*Written task*.
Select each line in the records below that contains the string "instruction" and copy those lines out.

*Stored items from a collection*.
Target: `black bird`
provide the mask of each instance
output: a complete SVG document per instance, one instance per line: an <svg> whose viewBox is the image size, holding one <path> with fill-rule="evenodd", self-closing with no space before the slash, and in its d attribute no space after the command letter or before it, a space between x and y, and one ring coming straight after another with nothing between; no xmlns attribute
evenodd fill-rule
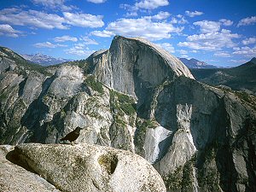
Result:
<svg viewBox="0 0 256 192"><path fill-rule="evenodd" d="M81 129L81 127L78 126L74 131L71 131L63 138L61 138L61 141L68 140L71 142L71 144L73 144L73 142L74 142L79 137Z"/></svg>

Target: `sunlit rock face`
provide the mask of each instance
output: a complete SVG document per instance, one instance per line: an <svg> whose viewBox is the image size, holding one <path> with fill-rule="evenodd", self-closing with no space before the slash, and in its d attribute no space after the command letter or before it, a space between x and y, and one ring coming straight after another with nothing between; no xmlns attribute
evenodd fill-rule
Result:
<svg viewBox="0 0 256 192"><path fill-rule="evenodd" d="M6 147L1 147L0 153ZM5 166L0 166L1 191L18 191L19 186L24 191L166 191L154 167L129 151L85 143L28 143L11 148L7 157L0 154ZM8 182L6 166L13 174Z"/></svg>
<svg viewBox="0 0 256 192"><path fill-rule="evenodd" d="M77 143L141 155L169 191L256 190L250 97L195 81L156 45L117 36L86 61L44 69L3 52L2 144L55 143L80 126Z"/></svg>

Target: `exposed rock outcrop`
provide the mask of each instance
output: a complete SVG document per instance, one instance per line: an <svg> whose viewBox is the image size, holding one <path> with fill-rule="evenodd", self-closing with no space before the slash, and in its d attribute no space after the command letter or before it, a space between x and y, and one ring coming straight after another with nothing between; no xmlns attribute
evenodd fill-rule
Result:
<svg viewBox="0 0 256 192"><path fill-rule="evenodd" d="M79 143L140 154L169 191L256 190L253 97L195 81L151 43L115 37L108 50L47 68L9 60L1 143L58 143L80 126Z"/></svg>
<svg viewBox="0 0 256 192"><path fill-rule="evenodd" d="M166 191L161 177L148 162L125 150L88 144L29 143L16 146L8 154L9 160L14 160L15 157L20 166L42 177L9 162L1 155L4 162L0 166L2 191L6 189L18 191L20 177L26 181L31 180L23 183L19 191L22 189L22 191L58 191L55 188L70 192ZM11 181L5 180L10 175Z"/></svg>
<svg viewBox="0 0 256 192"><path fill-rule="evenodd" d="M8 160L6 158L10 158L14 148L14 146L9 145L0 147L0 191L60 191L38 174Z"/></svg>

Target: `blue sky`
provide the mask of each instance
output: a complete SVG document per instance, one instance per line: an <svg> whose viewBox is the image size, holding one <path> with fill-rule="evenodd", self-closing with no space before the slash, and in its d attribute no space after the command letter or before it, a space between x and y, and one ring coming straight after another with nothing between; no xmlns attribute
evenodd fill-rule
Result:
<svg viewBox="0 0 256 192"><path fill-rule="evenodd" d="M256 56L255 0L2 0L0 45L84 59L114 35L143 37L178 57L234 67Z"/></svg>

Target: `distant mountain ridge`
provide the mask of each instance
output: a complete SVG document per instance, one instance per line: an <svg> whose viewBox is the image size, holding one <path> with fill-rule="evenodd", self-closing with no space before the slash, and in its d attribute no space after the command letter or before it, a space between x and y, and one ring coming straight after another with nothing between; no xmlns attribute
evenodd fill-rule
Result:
* * *
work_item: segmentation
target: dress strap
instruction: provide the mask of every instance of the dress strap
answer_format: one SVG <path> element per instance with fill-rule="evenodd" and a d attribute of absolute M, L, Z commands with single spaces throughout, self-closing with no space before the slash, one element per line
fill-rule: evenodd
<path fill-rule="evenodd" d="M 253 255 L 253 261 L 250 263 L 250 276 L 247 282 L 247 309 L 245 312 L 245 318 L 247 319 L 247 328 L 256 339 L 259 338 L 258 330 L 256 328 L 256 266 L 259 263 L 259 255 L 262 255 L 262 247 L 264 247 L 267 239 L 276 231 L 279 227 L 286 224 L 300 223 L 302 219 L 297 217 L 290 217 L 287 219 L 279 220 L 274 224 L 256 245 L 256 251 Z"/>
* * *
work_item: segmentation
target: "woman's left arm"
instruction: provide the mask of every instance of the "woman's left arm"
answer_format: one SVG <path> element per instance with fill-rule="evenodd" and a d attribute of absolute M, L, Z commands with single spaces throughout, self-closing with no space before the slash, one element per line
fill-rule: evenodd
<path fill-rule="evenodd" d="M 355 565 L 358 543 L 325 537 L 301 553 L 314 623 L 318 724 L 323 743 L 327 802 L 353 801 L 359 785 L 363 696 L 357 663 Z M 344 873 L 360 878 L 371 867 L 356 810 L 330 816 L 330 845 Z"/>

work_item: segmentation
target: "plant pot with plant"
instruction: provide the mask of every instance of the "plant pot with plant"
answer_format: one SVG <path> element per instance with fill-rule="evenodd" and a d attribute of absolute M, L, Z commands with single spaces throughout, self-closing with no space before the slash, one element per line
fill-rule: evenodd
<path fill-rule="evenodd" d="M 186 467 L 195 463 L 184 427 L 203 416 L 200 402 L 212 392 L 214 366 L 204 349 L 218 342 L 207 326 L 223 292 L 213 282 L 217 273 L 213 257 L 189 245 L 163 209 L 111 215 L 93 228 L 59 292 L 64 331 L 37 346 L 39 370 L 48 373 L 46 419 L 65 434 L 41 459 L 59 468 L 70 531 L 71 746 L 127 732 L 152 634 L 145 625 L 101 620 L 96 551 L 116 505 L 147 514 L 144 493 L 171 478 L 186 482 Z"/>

*Exercise response*.
instruction: provide the mask of every instance of the dress strap
instruction: provide the mask of every instance of the "woman's left arm"
instruction: provide the mask of every instance of the "plant pot with plant"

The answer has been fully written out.